[Work to complete]: Take the records underneath and set them down exactly.
_ _ _ _ _ _ _
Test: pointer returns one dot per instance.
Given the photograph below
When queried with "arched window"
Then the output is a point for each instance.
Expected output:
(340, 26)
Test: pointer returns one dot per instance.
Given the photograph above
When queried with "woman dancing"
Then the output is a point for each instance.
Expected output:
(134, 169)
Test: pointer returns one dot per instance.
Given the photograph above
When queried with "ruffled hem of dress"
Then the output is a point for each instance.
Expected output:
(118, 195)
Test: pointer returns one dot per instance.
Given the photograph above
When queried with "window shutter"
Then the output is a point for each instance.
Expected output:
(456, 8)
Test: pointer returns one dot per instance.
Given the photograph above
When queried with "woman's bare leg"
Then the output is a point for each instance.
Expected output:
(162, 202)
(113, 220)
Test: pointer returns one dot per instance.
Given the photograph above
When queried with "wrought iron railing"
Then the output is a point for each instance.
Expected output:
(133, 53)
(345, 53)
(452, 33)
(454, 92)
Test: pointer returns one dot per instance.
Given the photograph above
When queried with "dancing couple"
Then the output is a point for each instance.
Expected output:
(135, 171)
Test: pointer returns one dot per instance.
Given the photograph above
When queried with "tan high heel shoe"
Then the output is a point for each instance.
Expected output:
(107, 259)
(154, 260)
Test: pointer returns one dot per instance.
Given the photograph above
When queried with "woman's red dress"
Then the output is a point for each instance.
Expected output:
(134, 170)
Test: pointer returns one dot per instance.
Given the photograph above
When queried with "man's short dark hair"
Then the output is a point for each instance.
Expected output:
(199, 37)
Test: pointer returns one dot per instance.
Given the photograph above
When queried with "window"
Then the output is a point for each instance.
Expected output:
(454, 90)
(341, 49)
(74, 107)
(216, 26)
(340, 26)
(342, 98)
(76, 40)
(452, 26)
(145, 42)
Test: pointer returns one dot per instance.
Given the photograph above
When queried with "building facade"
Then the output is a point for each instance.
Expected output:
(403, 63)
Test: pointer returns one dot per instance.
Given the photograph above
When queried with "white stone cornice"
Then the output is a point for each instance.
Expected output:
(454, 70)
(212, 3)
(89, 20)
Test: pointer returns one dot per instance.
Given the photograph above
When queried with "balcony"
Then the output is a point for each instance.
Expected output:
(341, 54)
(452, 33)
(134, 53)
_ _ _ _ _ _ _
[Final answer]:
Test: pointer returns one dot per instance.
Given the photograph below
When queried with "arched window"
Then the output is a point for each instance.
Expected output:
(340, 26)
Test: pointer returns one dot per instance.
Given the photograph above
When queried with "woman dancing"
Then the output is a point for each instance.
Expected output:
(134, 169)
Test: pointer returns one dot per instance.
Given the photograph above
When queried with "ruffled hem of dress"
Then the output is a point for each instance.
Expected output:
(118, 195)
Test: pointer returns one dot per instance.
Given the photograph above
When queried with "window shutter"
Then the output is a point for each instance.
Expected output:
(456, 8)
Test: pointer returns one dot per instance.
Given the photograph above
When queried with "woman's bare leg"
Then the output is a point for each instance.
Expected output:
(162, 202)
(113, 220)
Test: pointer returns one dot per instance.
Given the photograph above
When queried with "wrought iron railing"
Then the output is a point for each instance.
Expected output:
(133, 53)
(345, 53)
(452, 33)
(454, 92)
Test: pointer returns one dot per instance.
Given the photograph above
When queried with "dancing couple"
Then the output is a point for each instance.
Expected output:
(135, 171)
Test: pointer returns one dot per instance.
Given the photograph above
When queried with "tan high heel shoe"
Then the output is a point for each instance.
Expected output:
(107, 259)
(154, 260)
Test: pointer returns one dot per instance.
Given the photograph above
When queried with "woman's red dress"
Then the output is a point for each instance.
Expected output:
(134, 170)
Test: pointer returns one dot per instance.
Given the photograph above
When queried with "man's short dark hair"
Then the output is a point for each instance.
Expected output:
(199, 37)
Test: pointer returns one dot per instance.
Given the photograph above
When queried with "window"
Then the output is a point for each instance.
Expected output:
(454, 90)
(341, 49)
(74, 107)
(216, 26)
(340, 26)
(342, 98)
(76, 40)
(452, 26)
(145, 42)
Test: pointer returns one dot per instance.
Given the photograph above
When queried with "building facade"
Then the output is a point for each instance.
Expected output:
(403, 63)
Test: pointer returns one dot per instance.
Given the photograph above
When queried with "white stone cornice"
Then the output is a point for each instance.
Expected output:
(454, 70)
(212, 3)
(89, 20)
Test: pointer returns one dot per instance.
Given the photograph above
When queried with "balcony"
Then the output is a point for each instance.
Expected output:
(341, 54)
(452, 33)
(134, 53)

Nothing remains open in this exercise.